## WRITTEN PROBLEM
Reproduce the data below, replacing every occurrence of "formatted sample" with "model layout" and leaving everything else unchanged.

## RECORD LIST
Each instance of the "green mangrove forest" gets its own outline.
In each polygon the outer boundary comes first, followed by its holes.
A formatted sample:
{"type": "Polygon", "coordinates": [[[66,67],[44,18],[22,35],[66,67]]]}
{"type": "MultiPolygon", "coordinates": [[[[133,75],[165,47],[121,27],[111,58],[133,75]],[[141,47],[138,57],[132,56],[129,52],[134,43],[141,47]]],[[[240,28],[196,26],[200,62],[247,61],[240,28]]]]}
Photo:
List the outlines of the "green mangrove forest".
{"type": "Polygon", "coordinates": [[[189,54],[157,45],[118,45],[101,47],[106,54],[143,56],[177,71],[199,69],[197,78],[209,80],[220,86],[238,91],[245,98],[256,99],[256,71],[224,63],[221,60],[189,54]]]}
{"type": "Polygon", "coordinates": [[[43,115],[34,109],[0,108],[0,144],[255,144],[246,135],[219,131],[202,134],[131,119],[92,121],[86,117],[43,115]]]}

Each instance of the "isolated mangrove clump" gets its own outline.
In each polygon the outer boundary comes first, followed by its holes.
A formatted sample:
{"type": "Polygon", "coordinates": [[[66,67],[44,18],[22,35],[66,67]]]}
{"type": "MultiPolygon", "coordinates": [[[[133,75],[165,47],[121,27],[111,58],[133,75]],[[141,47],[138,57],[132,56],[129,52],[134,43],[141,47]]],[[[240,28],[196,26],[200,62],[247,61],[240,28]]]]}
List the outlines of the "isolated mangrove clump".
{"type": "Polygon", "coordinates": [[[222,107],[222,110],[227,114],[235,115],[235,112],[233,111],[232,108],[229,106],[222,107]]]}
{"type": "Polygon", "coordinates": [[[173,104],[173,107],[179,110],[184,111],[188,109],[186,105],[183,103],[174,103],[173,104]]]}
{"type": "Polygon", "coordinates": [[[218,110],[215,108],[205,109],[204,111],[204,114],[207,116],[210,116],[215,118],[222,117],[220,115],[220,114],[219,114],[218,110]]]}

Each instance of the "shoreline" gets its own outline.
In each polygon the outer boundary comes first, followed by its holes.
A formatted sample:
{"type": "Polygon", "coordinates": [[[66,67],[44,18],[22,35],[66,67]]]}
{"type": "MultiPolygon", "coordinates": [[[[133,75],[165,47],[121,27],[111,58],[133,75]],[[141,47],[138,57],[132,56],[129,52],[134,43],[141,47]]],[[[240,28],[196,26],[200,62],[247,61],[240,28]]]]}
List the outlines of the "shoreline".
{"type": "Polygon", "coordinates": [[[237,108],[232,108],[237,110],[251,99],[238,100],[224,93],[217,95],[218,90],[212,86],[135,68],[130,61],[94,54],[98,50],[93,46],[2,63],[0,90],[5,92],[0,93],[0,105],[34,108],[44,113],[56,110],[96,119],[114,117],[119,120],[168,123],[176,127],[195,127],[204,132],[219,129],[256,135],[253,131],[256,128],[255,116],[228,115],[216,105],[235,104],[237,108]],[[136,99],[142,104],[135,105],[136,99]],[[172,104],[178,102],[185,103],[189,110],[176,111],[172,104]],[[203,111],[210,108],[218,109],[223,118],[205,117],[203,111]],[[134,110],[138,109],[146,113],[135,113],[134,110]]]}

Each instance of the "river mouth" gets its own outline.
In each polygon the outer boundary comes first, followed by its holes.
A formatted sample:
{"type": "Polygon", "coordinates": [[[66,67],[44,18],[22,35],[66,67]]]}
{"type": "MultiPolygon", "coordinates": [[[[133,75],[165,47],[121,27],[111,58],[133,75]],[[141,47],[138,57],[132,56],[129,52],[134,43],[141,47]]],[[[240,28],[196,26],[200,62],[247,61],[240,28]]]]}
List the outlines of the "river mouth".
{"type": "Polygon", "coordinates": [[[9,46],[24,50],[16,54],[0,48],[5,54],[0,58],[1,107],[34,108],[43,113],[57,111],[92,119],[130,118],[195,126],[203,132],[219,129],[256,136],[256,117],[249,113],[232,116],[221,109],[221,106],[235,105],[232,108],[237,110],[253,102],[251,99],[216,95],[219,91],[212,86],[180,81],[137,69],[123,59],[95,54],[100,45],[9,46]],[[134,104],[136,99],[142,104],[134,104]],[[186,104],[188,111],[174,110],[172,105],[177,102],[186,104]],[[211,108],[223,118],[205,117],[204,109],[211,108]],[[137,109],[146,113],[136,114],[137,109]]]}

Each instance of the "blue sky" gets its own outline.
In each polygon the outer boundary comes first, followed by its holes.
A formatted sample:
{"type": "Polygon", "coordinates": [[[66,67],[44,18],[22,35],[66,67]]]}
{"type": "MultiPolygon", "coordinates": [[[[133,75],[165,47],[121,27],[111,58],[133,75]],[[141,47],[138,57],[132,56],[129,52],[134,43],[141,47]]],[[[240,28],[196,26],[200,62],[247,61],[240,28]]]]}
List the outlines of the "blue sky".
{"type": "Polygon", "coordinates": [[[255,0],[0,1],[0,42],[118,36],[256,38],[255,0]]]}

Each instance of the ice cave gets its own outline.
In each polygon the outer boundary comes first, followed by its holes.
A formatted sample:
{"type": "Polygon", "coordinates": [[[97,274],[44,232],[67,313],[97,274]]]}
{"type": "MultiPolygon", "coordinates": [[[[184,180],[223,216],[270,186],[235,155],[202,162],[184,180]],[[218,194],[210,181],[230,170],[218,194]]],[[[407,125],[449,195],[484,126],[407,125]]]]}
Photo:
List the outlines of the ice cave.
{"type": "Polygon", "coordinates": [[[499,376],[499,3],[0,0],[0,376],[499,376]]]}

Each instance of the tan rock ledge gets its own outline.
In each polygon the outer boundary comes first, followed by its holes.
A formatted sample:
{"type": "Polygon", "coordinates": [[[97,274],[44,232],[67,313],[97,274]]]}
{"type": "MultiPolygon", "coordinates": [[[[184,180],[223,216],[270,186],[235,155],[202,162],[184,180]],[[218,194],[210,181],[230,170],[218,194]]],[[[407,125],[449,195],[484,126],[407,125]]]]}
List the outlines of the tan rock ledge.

## SOLUTION TO THE EXERCISE
Each instance of the "green mangrove forest" gets its own outline.
In each polygon the outer boundary comes first, followed by its holes.
A model layout:
{"type": "Polygon", "coordinates": [[[66,67],[44,18],[22,35],[66,67]]]}
{"type": "MultiPolygon", "coordinates": [[[[133,75],[165,47],[121,27],[111,58],[133,75]],[[141,47],[138,57],[132,56],[129,52],[134,43],[141,47]]],[[[240,28],[196,26],[200,62],[247,61],[240,28]]]]}
Photo:
List the outlines of the "green mangrove forest".
{"type": "Polygon", "coordinates": [[[189,54],[157,45],[118,45],[101,47],[106,54],[143,56],[177,71],[199,69],[197,78],[209,80],[220,86],[238,91],[245,98],[256,99],[256,71],[224,63],[221,60],[189,54]]]}
{"type": "Polygon", "coordinates": [[[43,115],[34,109],[0,108],[0,144],[255,144],[246,135],[219,131],[202,134],[131,119],[92,121],[86,117],[43,115]]]}

Each instance of the "isolated mangrove clump" gets its own outline.
In each polygon the outer boundary comes first, followed by its holes.
A model layout:
{"type": "Polygon", "coordinates": [[[66,67],[44,18],[22,35],[66,67]]]}
{"type": "MultiPolygon", "coordinates": [[[[133,75],[165,47],[121,27],[111,58],[133,75]],[[141,47],[138,57],[132,56],[129,52],[134,43],[141,47]]],[[[240,28],[196,26],[200,62],[247,61],[240,28]]]]}
List the outlines of the "isolated mangrove clump".
{"type": "Polygon", "coordinates": [[[222,107],[222,110],[227,114],[235,115],[235,112],[233,111],[232,108],[229,106],[222,107]]]}
{"type": "Polygon", "coordinates": [[[173,104],[173,107],[179,110],[184,111],[188,109],[186,105],[183,103],[174,103],[173,104]]]}
{"type": "Polygon", "coordinates": [[[218,110],[215,108],[205,109],[204,111],[204,114],[207,116],[210,116],[215,118],[222,117],[220,115],[220,114],[219,114],[218,110]]]}

Each instance of the "shoreline" gets its own outline.
In each polygon the outer boundary comes first, followed by its holes.
A model layout:
{"type": "Polygon", "coordinates": [[[66,67],[44,18],[22,35],[66,67]]]}
{"type": "MultiPolygon", "coordinates": [[[[133,75],[165,47],[121,27],[111,58],[133,75]],[[141,47],[138,57],[132,56],[129,52],[134,43],[141,47]]],[[[240,28],[196,26],[200,62],[247,61],[240,28]]]]}
List the outlines of the "shoreline".
{"type": "Polygon", "coordinates": [[[237,108],[232,108],[237,110],[251,99],[238,100],[224,93],[217,95],[218,90],[212,86],[135,68],[130,61],[94,54],[98,50],[93,46],[2,63],[0,90],[5,92],[0,93],[0,105],[34,108],[44,113],[56,110],[96,119],[114,117],[119,120],[168,123],[176,127],[195,127],[204,132],[219,129],[256,135],[253,131],[256,128],[255,116],[228,115],[216,105],[235,104],[237,108]],[[136,99],[142,104],[135,105],[136,99]],[[172,104],[178,102],[185,103],[189,110],[176,111],[172,104]],[[203,111],[210,108],[218,109],[223,118],[205,117],[203,111]],[[134,110],[138,109],[146,113],[135,113],[134,110]]]}

Each instance of the "river mouth" gets its own outline.
In each polygon the outer boundary comes first, followed by its holes.
A model layout:
{"type": "Polygon", "coordinates": [[[66,67],[44,18],[22,35],[66,67]]]}
{"type": "MultiPolygon", "coordinates": [[[[133,75],[165,47],[121,27],[111,58],[133,75]],[[141,47],[138,57],[132,56],[129,52],[134,43],[141,47]]],[[[240,28],[196,26],[200,62],[247,61],[240,28]]]]}
List the outlines of the "river mouth".
{"type": "Polygon", "coordinates": [[[9,46],[24,50],[16,54],[0,48],[5,54],[0,58],[1,107],[34,108],[43,113],[57,111],[92,119],[130,118],[195,126],[203,132],[219,129],[256,136],[256,117],[249,113],[232,116],[221,109],[221,106],[235,105],[232,108],[237,110],[253,102],[251,99],[216,95],[219,91],[212,86],[180,81],[137,69],[123,59],[95,54],[100,45],[9,46]],[[134,104],[136,99],[142,104],[134,104]],[[186,104],[188,111],[174,110],[172,105],[177,102],[186,104]],[[211,108],[223,118],[205,117],[204,109],[211,108]],[[137,109],[146,113],[136,114],[137,109]]]}

Each instance of the "blue sky" gets its own outline.
In each polygon the outer boundary comes first, followed by its holes.
A model layout:
{"type": "Polygon", "coordinates": [[[66,67],[44,18],[22,35],[66,67]]]}
{"type": "MultiPolygon", "coordinates": [[[[133,75],[165,47],[121,27],[111,58],[133,75]],[[141,47],[138,57],[132,56],[129,52],[134,43],[141,47]]],[[[240,28],[196,26],[200,62],[247,61],[240,28]]]]}
List the outlines of the "blue sky".
{"type": "Polygon", "coordinates": [[[255,0],[0,1],[0,42],[118,36],[256,38],[255,0]]]}

Each instance of the ice cave gets its own outline.
In each polygon the outer boundary comes first, followed by its holes.
A model layout:
{"type": "Polygon", "coordinates": [[[97,274],[44,232],[67,313],[97,274]]]}
{"type": "MultiPolygon", "coordinates": [[[[184,180],[223,216],[270,186],[235,155],[202,162],[184,180]],[[218,194],[210,181],[230,170],[218,194]]],[[[407,125],[449,195],[484,126],[407,125]]]]}
Photo:
List the outlines of the ice cave.
{"type": "Polygon", "coordinates": [[[499,376],[499,3],[0,0],[0,376],[499,376]]]}

Each instance of the tan rock ledge gets its own outline.
In each polygon the outer boundary comes first, followed by its holes.
A model layout:
{"type": "Polygon", "coordinates": [[[97,274],[44,232],[67,313],[97,274]]]}
{"type": "MultiPolygon", "coordinates": [[[[184,180],[223,216],[270,186],[235,155],[202,162],[184,180]],[[218,194],[210,181],[230,170],[218,194]]],[[[407,125],[449,195],[484,126],[407,125]]]]}
List the outlines of the tan rock ledge.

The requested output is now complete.